Text segment =>
——
"How dare you?"
We all remember these powerful words from Greta Thunberg, a 16-year old climate activist from Sweden. Her impassioned speech at the UN Climate Action Summit accused world leaders of inaction to combat the climate crisis- a crisis that threatens all life on earth.
These powerful words sparked a change in the global community and ignited a revolution spearheaded by the younger generation.
After the world leaders failed to arrive at a consensus to curb carbon emissions during COP25 in Madrid last year - which would limit global warming to 1.5ºC above pre-industrial levels- UN Secretary-General António Guterres tweeted that he was “disappointed” with the results of the conference and that “the international community lost an important opportunity to show increased ambition on mitigation, adaptation & finance to tackle the climate crisis.”
The lack of enthusiasm and indecisiveness displayed by governments and world leaders to address climate change is frustrating and downright appalling. I’ve been actively campaigning for a year and a half- I’ve written countless emails and letters- but I have never received a reply from my political representative.
We flocked to the streets to demand climate action but the government turned a blind eye to us. Mock COP26 is a two-week, virtual event that mimics the processes of COP, run by young people from, so far, 40 different countries.
Our message is clear: we are no longer waiting to be permitted to speak, but are taking the floor ourselves.
If our governments fail us on climate action, and on the meaningful participation of young people, Indigenous communities, and those from the Global South, we will organise ourselves, and present our own solutions.
The impromptu postponement of COP26, originally scheduled for November 2020, is disappointing, but it provides a unique window of opportunity to bridge the yawning gap between governments’ words and their actions and to give a voice to those who have been on the frontlines of the climate crisis from the start.
——
Records supplied =>

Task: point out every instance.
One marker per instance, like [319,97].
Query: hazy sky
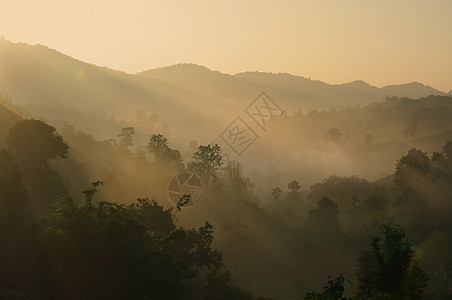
[381,42]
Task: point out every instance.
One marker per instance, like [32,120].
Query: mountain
[292,92]
[8,116]
[189,100]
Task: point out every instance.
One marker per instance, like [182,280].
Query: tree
[334,135]
[333,289]
[34,142]
[206,161]
[276,193]
[368,139]
[324,217]
[294,186]
[389,268]
[163,153]
[126,137]
[14,201]
[293,197]
[411,129]
[416,162]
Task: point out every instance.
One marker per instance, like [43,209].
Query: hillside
[185,97]
[292,91]
[8,116]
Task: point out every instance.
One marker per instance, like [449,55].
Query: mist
[187,182]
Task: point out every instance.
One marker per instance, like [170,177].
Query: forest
[90,218]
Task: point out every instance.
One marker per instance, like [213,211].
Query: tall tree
[389,269]
[34,142]
[126,137]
——
Task brief =>
Answer these questions from the climate activism text:
1. In which city was COP25 held?
2. How long has the writer been actively campaigning?
3. When was COP26 originally scheduled to take place?

Exercise output =>
1. Madrid
2. A year and a half
3. November 2020